═══ EXERCISE INPUT

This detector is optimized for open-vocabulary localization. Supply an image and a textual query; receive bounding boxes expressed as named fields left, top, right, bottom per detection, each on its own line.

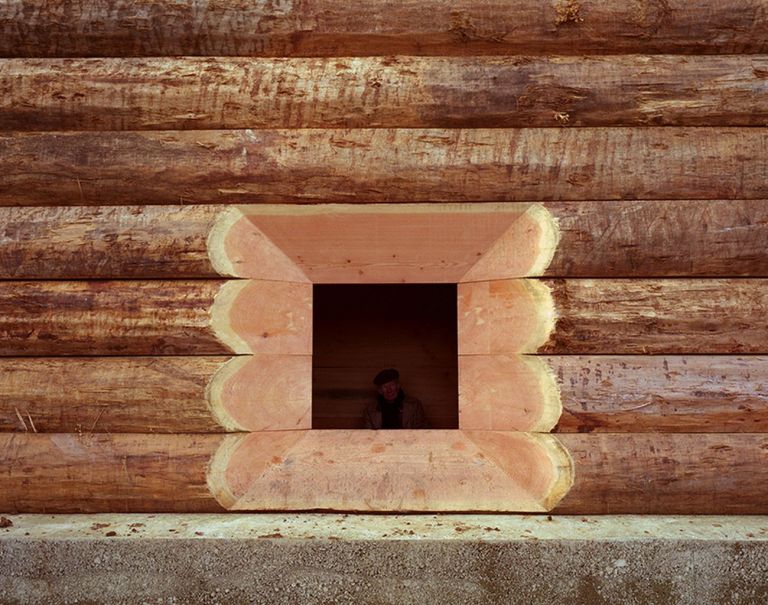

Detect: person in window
left=365, top=368, right=427, bottom=429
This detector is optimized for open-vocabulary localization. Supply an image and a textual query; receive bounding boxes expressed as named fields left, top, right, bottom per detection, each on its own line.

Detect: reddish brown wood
left=0, top=0, right=768, bottom=57
left=0, top=55, right=768, bottom=130
left=0, top=128, right=768, bottom=205
left=555, top=434, right=768, bottom=515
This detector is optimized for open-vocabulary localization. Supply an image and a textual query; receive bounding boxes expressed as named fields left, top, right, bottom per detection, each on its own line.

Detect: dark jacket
left=364, top=390, right=427, bottom=430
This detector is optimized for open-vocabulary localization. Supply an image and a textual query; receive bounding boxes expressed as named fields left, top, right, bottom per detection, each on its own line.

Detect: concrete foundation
left=0, top=514, right=768, bottom=605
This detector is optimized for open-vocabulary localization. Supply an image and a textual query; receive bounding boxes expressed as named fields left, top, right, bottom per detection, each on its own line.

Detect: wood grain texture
left=0, top=127, right=768, bottom=205
left=545, top=200, right=768, bottom=277
left=548, top=355, right=768, bottom=433
left=0, top=431, right=768, bottom=514
left=0, top=0, right=768, bottom=57
left=554, top=433, right=768, bottom=515
left=538, top=279, right=768, bottom=354
left=0, top=433, right=224, bottom=513
left=0, top=355, right=312, bottom=434
left=0, top=280, right=312, bottom=356
left=6, top=200, right=768, bottom=281
left=0, top=55, right=768, bottom=130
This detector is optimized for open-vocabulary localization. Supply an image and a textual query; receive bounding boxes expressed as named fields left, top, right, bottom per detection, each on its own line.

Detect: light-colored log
left=0, top=127, right=768, bottom=205
left=0, top=280, right=312, bottom=356
left=458, top=279, right=768, bottom=355
left=0, top=0, right=768, bottom=57
left=0, top=55, right=768, bottom=130
left=0, top=354, right=312, bottom=434
left=0, top=431, right=768, bottom=514
left=6, top=200, right=768, bottom=282
left=554, top=433, right=768, bottom=515
left=456, top=355, right=768, bottom=433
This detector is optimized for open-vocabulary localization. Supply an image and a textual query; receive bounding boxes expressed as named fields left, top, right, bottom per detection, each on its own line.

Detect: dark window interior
left=312, top=284, right=459, bottom=429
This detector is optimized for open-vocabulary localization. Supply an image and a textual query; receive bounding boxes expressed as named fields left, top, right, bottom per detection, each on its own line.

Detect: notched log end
left=206, top=355, right=312, bottom=431
left=207, top=206, right=310, bottom=283
left=459, top=355, right=563, bottom=433
left=459, top=204, right=560, bottom=282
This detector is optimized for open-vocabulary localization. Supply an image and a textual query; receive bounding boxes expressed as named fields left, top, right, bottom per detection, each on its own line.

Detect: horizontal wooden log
left=456, top=355, right=768, bottom=433
left=554, top=434, right=768, bottom=515
left=458, top=279, right=768, bottom=355
left=0, top=128, right=768, bottom=206
left=0, top=0, right=768, bottom=57
left=0, top=200, right=768, bottom=282
left=0, top=354, right=312, bottom=434
left=0, top=55, right=768, bottom=130
left=0, top=431, right=768, bottom=514
left=0, top=280, right=312, bottom=356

══════

DO THIS
Rewrite all the records above, replacing "textual query" with "text prompt" wherever it occurs and changing nothing else. Leave the pictures out.

OUTPUT FOR THIS EXERCISE
This detector is optimized for open-vocabulary localization. Supply an image and a text prompt; receive bounding boxes expressed as named fields left, top, right, bottom per detection, each on its own line.


Detect: person in window
left=365, top=368, right=427, bottom=429
This detector is optimized for open-vocabulary localization. Supply an image and a text prompt; receive bounding boxes expressed as named fields left, top, right, bottom per detection, each on its own line.

Detect: reddish brown wood
left=0, top=0, right=768, bottom=57
left=0, top=55, right=768, bottom=130
left=0, top=128, right=768, bottom=205
left=555, top=434, right=768, bottom=515
This detector is optimized for open-vocabulary localization. Supply an image and a text prompt; receive bounding boxes expressed as named fields left, top, right, bottom per detection, each on its own line.

Detect: dark jacket
left=364, top=390, right=427, bottom=430
This detector is optimized for open-vocabulary localization. Supply an image and a text prompt; receive bounding boxes expressed as named fields left, top, right, bottom per detection, each on its own line.

Detect: concrete foundation
left=0, top=514, right=768, bottom=605
This detector is optimized for open-vocabulary localization. Supply an image and a text prompt; receive bounding boxes expressed as named fields left, top, right, bottom per detection, each on its own line.

Detect: wood grain texture
left=0, top=127, right=768, bottom=205
left=545, top=200, right=768, bottom=277
left=548, top=355, right=768, bottom=433
left=0, top=431, right=768, bottom=514
left=0, top=0, right=768, bottom=57
left=554, top=433, right=768, bottom=515
left=538, top=279, right=768, bottom=354
left=0, top=433, right=224, bottom=513
left=0, top=355, right=312, bottom=434
left=0, top=280, right=312, bottom=356
left=6, top=200, right=768, bottom=281
left=0, top=55, right=768, bottom=130
This detector is optimized for open-vocabulary localization. Supply an image and a text prompt; receive bounding boxes expressed as named fields left, top, right, bottom per detection, each on its own line.

Detect: light-colored log
left=0, top=127, right=768, bottom=205
left=0, top=280, right=312, bottom=356
left=458, top=279, right=768, bottom=355
left=0, top=0, right=768, bottom=57
left=0, top=55, right=768, bottom=130
left=0, top=354, right=312, bottom=434
left=0, top=431, right=768, bottom=514
left=6, top=200, right=768, bottom=282
left=554, top=433, right=768, bottom=515
left=456, top=355, right=768, bottom=433
This detector is optimized for open-vocabulary localization. Supply an image and a text prompt; receive bounding boxes expressed as named fields left, top, right, bottom per detection, each on its own line.

Detect: dark window interior
left=312, top=284, right=459, bottom=429
This detector is optimized for open-vocabulary localization. Supply an image and a text prompt; receive bounding boxes expressed as named fields left, top, right, bottom per detection, each on its own line.

Detect: notched log end
left=206, top=355, right=312, bottom=431
left=207, top=206, right=310, bottom=283
left=459, top=355, right=563, bottom=433
left=459, top=204, right=560, bottom=282
This detector is optimized for open-vocabulary localization. Supply an image and a text prompt; receive bounding boxes expressed as named fields left, top, right, bottom per detection, each on its own line.

Detect: horizontal wooden log
left=456, top=355, right=768, bottom=433
left=554, top=434, right=768, bottom=515
left=458, top=279, right=768, bottom=355
left=0, top=128, right=768, bottom=206
left=0, top=0, right=768, bottom=57
left=0, top=200, right=768, bottom=282
left=0, top=354, right=312, bottom=434
left=0, top=55, right=768, bottom=130
left=0, top=431, right=768, bottom=514
left=0, top=280, right=312, bottom=356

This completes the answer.